- [Data for this task]:

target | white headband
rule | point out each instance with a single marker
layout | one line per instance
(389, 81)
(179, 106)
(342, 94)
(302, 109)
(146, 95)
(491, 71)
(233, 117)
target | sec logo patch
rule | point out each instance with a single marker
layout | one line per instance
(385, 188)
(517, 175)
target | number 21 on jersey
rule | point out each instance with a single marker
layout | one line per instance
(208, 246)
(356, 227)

---

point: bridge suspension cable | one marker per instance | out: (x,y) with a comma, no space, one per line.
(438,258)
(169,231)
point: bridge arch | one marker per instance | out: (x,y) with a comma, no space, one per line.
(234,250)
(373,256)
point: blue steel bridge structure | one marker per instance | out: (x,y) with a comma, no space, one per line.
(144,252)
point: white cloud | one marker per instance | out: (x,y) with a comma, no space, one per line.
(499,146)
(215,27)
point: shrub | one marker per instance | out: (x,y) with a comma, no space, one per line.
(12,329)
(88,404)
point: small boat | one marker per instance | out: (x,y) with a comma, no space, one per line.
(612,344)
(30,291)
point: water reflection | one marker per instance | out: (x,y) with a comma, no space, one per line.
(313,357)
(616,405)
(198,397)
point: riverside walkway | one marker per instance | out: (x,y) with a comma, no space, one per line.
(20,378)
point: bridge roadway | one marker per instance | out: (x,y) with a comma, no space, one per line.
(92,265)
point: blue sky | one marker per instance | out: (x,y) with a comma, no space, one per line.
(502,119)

- [Work to do]: Which lines above contain the word "bridge"? Pull out each of them in full.

- [Solution for this exercise]:
point: bridge suspension cable | one marker per instance | out: (x,y) with a comma, no space, one per line.
point: bridge arch | one marker per instance | out: (x,y) with a comma, no space, one per line.
point: blue steel bridge structure | one marker per instance | out: (x,y) with a comma, no space, one per line.
point: bridge roadway | one marker per instance | out: (x,y) with a comma, no space, one per line.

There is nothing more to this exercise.